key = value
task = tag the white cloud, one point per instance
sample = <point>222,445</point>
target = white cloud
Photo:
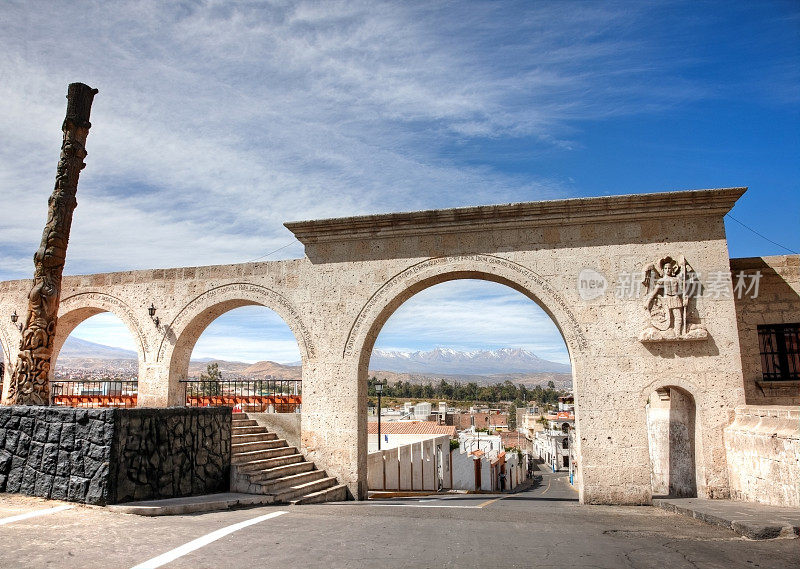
<point>216,122</point>
<point>469,315</point>
<point>105,328</point>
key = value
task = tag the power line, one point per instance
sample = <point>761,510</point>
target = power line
<point>270,253</point>
<point>762,236</point>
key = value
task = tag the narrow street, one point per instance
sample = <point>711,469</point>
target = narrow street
<point>543,527</point>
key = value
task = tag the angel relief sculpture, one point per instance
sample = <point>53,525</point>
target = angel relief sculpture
<point>672,287</point>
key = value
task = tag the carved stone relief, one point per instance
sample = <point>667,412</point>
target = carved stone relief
<point>672,289</point>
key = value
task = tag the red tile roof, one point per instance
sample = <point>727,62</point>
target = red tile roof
<point>411,428</point>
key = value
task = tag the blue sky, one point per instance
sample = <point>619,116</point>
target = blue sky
<point>216,122</point>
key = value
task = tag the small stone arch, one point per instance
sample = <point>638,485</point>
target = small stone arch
<point>185,329</point>
<point>75,309</point>
<point>664,438</point>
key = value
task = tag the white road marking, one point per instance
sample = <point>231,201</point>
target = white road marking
<point>170,556</point>
<point>422,506</point>
<point>33,514</point>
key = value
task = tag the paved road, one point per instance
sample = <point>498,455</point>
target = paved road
<point>544,527</point>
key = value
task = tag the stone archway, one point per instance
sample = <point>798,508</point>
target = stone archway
<point>77,308</point>
<point>673,443</point>
<point>401,287</point>
<point>185,329</point>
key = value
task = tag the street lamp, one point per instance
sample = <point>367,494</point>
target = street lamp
<point>379,390</point>
<point>152,312</point>
<point>14,318</point>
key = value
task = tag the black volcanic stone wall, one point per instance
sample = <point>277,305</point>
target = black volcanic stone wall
<point>179,451</point>
<point>103,456</point>
<point>56,453</point>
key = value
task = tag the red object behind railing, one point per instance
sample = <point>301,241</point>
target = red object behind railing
<point>95,400</point>
<point>253,403</point>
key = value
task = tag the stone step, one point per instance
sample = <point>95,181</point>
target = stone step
<point>268,463</point>
<point>336,493</point>
<point>280,471</point>
<point>252,437</point>
<point>242,447</point>
<point>295,492</point>
<point>277,485</point>
<point>254,430</point>
<point>255,455</point>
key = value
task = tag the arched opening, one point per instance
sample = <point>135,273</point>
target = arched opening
<point>469,350</point>
<point>243,356</point>
<point>95,361</point>
<point>672,435</point>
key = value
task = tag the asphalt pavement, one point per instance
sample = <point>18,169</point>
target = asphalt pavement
<point>542,527</point>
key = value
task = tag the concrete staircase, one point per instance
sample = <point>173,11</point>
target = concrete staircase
<point>261,463</point>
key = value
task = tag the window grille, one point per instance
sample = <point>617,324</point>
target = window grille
<point>779,345</point>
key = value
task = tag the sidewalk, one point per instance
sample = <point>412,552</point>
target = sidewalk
<point>192,504</point>
<point>754,521</point>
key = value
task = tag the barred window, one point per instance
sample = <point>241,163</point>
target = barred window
<point>780,351</point>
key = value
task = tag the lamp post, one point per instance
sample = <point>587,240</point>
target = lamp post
<point>379,390</point>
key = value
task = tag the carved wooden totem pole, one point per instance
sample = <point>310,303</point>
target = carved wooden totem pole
<point>29,378</point>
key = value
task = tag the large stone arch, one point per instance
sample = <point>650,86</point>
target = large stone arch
<point>76,308</point>
<point>417,277</point>
<point>427,273</point>
<point>185,329</point>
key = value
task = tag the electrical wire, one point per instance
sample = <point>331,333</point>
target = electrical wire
<point>762,236</point>
<point>270,253</point>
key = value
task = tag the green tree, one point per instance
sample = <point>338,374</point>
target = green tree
<point>512,416</point>
<point>210,380</point>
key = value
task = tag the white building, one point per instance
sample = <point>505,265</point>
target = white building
<point>552,445</point>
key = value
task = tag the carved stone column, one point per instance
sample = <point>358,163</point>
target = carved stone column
<point>29,379</point>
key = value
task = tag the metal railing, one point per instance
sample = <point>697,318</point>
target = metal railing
<point>94,393</point>
<point>271,395</point>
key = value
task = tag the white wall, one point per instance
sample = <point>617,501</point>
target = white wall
<point>412,466</point>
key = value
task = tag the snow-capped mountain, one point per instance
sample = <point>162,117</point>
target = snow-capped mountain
<point>449,361</point>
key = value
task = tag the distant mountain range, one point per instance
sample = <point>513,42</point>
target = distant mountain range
<point>83,349</point>
<point>484,367</point>
<point>453,362</point>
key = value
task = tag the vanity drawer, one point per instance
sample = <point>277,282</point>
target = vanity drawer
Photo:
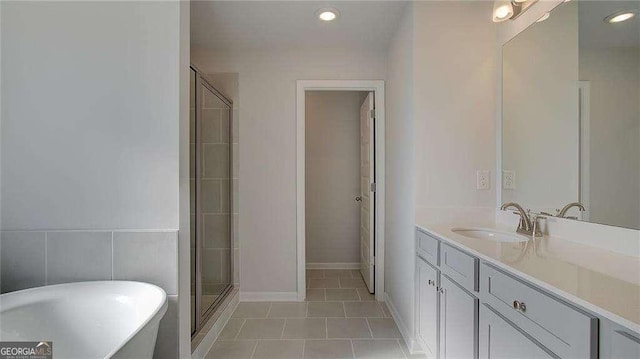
<point>563,329</point>
<point>459,266</point>
<point>427,247</point>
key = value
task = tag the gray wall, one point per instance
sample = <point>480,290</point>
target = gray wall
<point>90,144</point>
<point>332,125</point>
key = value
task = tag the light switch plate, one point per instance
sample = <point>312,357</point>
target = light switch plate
<point>508,179</point>
<point>483,179</point>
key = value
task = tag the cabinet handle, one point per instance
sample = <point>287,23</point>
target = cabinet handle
<point>519,306</point>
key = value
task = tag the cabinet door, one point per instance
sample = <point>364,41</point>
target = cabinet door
<point>458,321</point>
<point>624,345</point>
<point>427,306</point>
<point>501,339</point>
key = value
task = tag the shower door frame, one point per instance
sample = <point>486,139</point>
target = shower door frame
<point>203,317</point>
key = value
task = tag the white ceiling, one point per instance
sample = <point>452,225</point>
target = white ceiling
<point>227,25</point>
<point>595,32</point>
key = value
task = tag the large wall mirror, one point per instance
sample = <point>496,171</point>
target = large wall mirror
<point>571,113</point>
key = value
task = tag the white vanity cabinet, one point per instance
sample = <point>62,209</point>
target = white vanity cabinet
<point>458,321</point>
<point>501,339</point>
<point>427,301</point>
<point>467,307</point>
<point>446,311</point>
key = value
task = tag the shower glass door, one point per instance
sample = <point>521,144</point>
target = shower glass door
<point>211,253</point>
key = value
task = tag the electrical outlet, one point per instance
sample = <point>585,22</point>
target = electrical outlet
<point>508,179</point>
<point>483,179</point>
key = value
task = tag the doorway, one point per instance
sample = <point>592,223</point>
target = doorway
<point>340,216</point>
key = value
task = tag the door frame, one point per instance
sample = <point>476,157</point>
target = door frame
<point>377,87</point>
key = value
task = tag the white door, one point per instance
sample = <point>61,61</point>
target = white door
<point>367,194</point>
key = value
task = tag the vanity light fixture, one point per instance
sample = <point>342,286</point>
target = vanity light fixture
<point>504,10</point>
<point>327,14</point>
<point>620,16</point>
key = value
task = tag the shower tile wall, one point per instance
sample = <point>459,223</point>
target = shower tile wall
<point>227,83</point>
<point>36,258</point>
<point>216,253</point>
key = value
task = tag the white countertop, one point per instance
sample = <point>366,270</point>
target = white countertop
<point>604,282</point>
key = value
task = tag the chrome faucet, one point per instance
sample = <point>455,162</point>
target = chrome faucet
<point>563,212</point>
<point>526,225</point>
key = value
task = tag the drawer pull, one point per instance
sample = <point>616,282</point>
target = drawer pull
<point>519,306</point>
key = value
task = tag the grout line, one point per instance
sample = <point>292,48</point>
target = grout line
<point>269,310</point>
<point>46,261</point>
<point>239,330</point>
<point>255,347</point>
<point>369,326</point>
<point>326,328</point>
<point>283,326</point>
<point>112,255</point>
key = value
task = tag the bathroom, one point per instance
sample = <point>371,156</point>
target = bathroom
<point>131,131</point>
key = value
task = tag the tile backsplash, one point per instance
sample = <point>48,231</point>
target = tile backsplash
<point>36,258</point>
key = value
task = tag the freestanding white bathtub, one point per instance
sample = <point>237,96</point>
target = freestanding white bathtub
<point>107,319</point>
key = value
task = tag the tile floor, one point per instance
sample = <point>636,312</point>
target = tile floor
<point>339,320</point>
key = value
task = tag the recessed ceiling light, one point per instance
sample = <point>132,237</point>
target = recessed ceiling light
<point>544,17</point>
<point>327,14</point>
<point>620,16</point>
<point>502,11</point>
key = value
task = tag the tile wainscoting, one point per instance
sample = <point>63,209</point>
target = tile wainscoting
<point>36,258</point>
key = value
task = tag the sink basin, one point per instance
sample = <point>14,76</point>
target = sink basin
<point>490,234</point>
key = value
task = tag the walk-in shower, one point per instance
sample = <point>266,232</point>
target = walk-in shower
<point>211,202</point>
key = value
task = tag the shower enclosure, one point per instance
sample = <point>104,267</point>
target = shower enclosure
<point>210,175</point>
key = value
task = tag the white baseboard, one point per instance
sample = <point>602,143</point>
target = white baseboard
<point>333,265</point>
<point>406,333</point>
<point>268,296</point>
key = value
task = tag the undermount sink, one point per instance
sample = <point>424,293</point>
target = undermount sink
<point>490,234</point>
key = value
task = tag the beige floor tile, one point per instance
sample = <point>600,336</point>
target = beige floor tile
<point>325,309</point>
<point>363,310</point>
<point>337,273</point>
<point>309,328</point>
<point>385,310</point>
<point>352,283</point>
<point>328,349</point>
<point>231,330</point>
<point>365,295</point>
<point>348,294</point>
<point>279,349</point>
<point>252,310</point>
<point>231,349</point>
<point>384,328</point>
<point>261,329</point>
<point>377,349</point>
<point>315,273</point>
<point>288,310</point>
<point>347,328</point>
<point>323,283</point>
<point>315,295</point>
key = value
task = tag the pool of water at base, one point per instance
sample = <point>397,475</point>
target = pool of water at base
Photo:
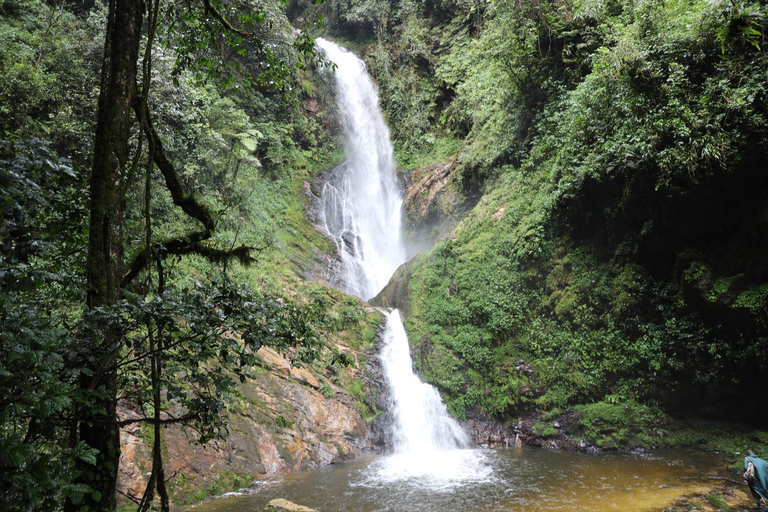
<point>523,479</point>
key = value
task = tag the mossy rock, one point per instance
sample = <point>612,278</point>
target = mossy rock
<point>282,505</point>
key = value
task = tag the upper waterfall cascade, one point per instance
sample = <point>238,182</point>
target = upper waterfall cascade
<point>362,206</point>
<point>362,210</point>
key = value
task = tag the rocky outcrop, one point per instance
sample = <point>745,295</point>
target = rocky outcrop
<point>434,204</point>
<point>287,419</point>
<point>281,505</point>
<point>396,293</point>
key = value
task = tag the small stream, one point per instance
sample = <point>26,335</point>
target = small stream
<point>520,480</point>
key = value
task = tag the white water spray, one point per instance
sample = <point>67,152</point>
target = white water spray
<point>362,211</point>
<point>422,423</point>
<point>362,207</point>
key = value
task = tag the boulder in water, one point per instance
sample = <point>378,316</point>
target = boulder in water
<point>281,505</point>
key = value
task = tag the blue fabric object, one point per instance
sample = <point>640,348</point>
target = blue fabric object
<point>760,486</point>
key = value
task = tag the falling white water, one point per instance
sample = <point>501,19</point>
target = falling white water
<point>422,423</point>
<point>362,210</point>
<point>362,206</point>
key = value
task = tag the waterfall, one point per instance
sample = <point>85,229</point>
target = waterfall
<point>362,207</point>
<point>422,423</point>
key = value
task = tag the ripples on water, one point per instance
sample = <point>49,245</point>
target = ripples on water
<point>527,479</point>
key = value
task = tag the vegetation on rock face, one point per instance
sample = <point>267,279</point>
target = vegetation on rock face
<point>161,339</point>
<point>617,255</point>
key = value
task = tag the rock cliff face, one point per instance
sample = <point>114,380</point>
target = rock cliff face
<point>286,419</point>
<point>433,205</point>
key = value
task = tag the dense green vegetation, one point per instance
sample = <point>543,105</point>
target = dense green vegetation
<point>241,146</point>
<point>617,256</point>
<point>613,268</point>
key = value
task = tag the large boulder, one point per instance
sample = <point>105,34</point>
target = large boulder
<point>281,505</point>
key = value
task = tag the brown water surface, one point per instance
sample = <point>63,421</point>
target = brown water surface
<point>521,480</point>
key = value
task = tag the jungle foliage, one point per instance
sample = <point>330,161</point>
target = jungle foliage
<point>184,329</point>
<point>618,253</point>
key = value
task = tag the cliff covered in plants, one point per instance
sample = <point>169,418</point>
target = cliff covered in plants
<point>615,256</point>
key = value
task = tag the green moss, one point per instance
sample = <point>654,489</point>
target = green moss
<point>283,422</point>
<point>717,501</point>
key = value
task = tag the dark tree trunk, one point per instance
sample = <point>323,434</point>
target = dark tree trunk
<point>98,427</point>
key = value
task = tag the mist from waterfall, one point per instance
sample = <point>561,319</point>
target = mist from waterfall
<point>422,423</point>
<point>362,206</point>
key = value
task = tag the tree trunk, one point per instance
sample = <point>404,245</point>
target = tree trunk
<point>98,427</point>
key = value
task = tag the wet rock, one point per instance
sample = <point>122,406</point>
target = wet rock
<point>281,505</point>
<point>434,203</point>
<point>281,423</point>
****
YOUR INSTRUCTIONS » Rewrite the stretch of records from the start through the line containing "<point>672,287</point>", replacing "power line" with "utility line" and leaving everything else unchanged. Omit the pictures from your answer.

TASK OUTPUT »
key = value
task = tag the white cloud, one point per instance
sample = <point>222,445</point>
target = white cloud
Photo:
<point>216,122</point>
<point>469,315</point>
<point>105,328</point>
key = value
task = tag the utility line, one point per instance
sample = <point>761,510</point>
target = utility line
<point>270,253</point>
<point>762,236</point>
key = value
task = tag the narrow street, one point per instance
sample = <point>711,469</point>
target = narrow street
<point>543,527</point>
key = value
task = tag the angel relief sculpture, one point per instance
sample = <point>53,525</point>
target = angel relief sculpture
<point>672,287</point>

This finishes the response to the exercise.